* begin Text to read *
Open MPI logo

Open MPI Development Mailing List Archives

  |   Home   |   Support   |   FAQ   |   all Development mailing list

Subject: Re: [OMPI devel] initial SCTP BTL commit comments?
From: Brad Penoff (penoff_at_[hidden])
Date: 2007-11-10 21:25:02

On Nov 10, 2007 9:42 AM, Andrew Friedley <afriedle_at_[hidden]> wrote:
> Brad Penoff wrote:
> > Any objections to us committing an SCTP BTL to ompi-trunk if it has
> > the ompi_ignore file in it first?
> I'd like to see this in the trunk, though I'd guess that others will
> want to know how you plan to support/maintain this code long-term once
> it's in. I don't think an ompi_ignore is necessary either, as long as
> your configure checks are right.

Currently, our research involves the use of SCTP and MPI and so long
as that continues, we will continue contributing bug fixes and some of
the enhancements (e.g. use of SCTP multistreaming in an MTL (where MPI
details are more exposed), use of a btl_progress function, etc.).

> Do you have any publications on this work?

Certainly. Our team's webpage is here, although admittedly I should update it:

Our first marquee publication was at SC|05; that was a LAM based
implementation. Our MPICH2 ch3:sctp was released in Dec 2006 and is
currently used by at least the FreeBSD and Mac OS X stack developers.
It's only been the past months where we've had the time and people to
devote to Open MPI support.

Probably the most relevant paper is the Euro PVM/MPI 2007 paper where
we compared our MPICH2 ch3:sctp channel that uses SCTP's multihoming
feature coupled together with CMT (concurrent multipath transfer) to
Open MPI's middleware-level striping. CMT does some of the
functionality that Open MPI does but in the kernel rather.

> > For fault tolerance purposes, SCTP connections (termed "associations")
> > can be made aware of multiple interfaces on the endpoints by binding
> > to more than one interface (for performance, the CMT extension uses
> > this multihoming feature to stripe data). SCTP also has several
> > different APIs that it supports. Like TCP, there can be a one-to-one
> > socket per connection. Another option is that like UDP, there can be
> > a single one-to-many socket that is used for all connections. The
> > SCTP BTL has the option of using either socket style, depending on the
> > value of the btl_sctp_if_11 MCA option. When this value is 1, the
> > one-to-one socket is used and like the TCP BTL, there are as many BTL
> > component modules as the number of network cards specified with
> > if_include and friends. By default, this value is 0 which means that
> > a single one-to-many socket is used; here only one BTL module is used
> > and internally, SCTP itself handles within that one socket all the
> > network cards specified with if_include, etc.
* end Text to read *
* begin Record excerpts *
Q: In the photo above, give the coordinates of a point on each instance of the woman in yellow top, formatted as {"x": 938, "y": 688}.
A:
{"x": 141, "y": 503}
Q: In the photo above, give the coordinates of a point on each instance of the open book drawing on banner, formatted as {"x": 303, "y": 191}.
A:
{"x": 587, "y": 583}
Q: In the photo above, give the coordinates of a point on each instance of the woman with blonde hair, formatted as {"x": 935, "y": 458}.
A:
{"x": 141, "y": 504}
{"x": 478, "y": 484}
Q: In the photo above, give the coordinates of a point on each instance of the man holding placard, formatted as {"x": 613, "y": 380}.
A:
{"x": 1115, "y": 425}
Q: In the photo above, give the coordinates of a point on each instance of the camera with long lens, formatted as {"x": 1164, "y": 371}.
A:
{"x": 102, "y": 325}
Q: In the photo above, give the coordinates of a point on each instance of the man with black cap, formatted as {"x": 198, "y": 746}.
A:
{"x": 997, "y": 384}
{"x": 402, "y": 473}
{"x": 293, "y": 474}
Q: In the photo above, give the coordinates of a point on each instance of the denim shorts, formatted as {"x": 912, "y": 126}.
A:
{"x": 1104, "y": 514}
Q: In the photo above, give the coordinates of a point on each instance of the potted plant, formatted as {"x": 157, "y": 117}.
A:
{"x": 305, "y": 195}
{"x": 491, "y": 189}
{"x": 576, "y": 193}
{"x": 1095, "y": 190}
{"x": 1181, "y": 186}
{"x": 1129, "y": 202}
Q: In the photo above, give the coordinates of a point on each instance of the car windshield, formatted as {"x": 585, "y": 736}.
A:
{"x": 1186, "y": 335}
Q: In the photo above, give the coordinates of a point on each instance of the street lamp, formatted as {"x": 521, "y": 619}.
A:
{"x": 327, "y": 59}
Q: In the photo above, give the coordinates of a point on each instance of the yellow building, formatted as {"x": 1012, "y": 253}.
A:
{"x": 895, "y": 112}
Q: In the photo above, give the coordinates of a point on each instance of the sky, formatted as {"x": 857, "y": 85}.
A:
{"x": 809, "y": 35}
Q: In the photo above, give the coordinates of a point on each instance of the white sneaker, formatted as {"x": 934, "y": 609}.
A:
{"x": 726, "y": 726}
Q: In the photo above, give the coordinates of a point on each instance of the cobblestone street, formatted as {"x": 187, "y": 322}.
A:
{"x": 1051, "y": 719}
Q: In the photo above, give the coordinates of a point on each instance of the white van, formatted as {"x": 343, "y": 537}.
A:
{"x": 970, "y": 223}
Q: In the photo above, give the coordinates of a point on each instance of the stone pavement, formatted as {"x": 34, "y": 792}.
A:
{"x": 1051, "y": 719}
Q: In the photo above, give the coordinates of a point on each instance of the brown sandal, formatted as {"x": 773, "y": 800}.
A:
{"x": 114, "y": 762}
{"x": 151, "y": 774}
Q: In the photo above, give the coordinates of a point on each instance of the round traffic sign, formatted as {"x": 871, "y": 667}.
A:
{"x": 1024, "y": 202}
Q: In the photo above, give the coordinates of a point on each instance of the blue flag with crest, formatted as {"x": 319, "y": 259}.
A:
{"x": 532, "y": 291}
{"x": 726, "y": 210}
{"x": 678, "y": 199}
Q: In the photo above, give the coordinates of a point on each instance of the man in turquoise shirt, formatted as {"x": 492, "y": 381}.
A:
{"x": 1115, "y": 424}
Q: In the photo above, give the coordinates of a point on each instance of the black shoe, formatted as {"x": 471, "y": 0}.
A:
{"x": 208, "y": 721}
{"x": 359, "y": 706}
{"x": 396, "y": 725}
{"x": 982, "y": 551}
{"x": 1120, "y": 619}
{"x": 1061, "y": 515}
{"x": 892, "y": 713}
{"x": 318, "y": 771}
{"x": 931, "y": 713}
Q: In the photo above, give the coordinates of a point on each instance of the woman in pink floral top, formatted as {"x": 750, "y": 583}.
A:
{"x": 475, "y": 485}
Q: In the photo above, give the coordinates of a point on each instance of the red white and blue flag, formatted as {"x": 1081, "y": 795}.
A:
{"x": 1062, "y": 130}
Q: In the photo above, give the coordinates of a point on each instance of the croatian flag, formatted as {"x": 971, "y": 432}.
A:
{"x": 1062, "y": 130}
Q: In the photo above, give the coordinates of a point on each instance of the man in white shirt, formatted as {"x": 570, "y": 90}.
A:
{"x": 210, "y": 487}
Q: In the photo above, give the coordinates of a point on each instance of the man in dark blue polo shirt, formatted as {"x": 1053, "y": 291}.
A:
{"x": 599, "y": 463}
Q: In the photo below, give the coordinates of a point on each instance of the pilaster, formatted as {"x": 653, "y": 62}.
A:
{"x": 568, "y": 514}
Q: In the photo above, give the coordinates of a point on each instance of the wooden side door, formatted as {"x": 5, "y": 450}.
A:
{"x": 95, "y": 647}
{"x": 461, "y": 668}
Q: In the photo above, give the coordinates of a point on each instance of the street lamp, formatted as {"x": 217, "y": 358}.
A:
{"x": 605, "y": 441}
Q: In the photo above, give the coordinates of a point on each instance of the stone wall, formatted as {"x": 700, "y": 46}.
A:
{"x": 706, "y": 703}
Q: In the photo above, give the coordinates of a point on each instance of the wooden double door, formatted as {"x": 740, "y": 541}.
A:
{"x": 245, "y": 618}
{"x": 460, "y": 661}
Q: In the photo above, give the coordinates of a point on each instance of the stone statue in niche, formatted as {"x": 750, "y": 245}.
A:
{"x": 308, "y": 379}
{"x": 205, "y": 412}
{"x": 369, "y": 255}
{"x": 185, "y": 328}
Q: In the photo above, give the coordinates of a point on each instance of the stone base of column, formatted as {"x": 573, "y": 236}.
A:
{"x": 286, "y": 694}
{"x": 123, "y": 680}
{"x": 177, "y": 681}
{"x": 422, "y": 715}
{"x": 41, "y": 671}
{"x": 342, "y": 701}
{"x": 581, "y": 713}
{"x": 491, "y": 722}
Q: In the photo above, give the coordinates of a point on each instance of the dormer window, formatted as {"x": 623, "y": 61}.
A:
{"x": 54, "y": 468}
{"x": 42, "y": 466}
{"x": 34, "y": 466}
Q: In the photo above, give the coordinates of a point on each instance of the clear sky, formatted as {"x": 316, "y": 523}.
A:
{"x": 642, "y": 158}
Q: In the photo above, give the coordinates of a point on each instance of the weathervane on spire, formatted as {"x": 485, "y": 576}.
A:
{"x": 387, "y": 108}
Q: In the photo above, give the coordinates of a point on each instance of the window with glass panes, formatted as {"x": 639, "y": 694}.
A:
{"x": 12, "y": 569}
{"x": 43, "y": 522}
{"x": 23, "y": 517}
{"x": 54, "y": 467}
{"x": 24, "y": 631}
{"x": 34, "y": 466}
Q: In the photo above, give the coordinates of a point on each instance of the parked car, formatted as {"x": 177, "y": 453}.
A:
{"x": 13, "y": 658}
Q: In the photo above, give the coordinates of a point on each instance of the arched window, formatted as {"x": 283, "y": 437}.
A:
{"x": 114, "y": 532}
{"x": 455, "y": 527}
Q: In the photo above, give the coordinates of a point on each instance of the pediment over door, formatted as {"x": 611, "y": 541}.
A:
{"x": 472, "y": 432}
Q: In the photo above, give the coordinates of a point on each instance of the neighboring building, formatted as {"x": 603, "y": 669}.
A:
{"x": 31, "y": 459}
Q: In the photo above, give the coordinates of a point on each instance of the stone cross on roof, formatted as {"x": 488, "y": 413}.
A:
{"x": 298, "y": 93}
* end Record excerpts *
• _Task instructions_: Reproduce everything in the SCTP mailing list post above, from "Currently, our research" down to "X stack developers.".

• _Written reply_:
Currently, our research involves the use of SCTP and MPI and so long
as that continues, we will continue contributing bug fixes and some of
the enhancements (e.g. use of SCTP multistreaming in an MTL (where MPI
details are more exposed), use of a btl_progress function, etc.).

> Do you have any publications on this work?

Certainly. Our team's webpage is here, although admittedly I should update it:

Our first marquee publication was at SC|05; that was a LAM based
implementation. Our MPICH2 ch3:sctp was released in Dec 2006 and is
currently used by at least the FreeBSD and Mac OS X stack developers.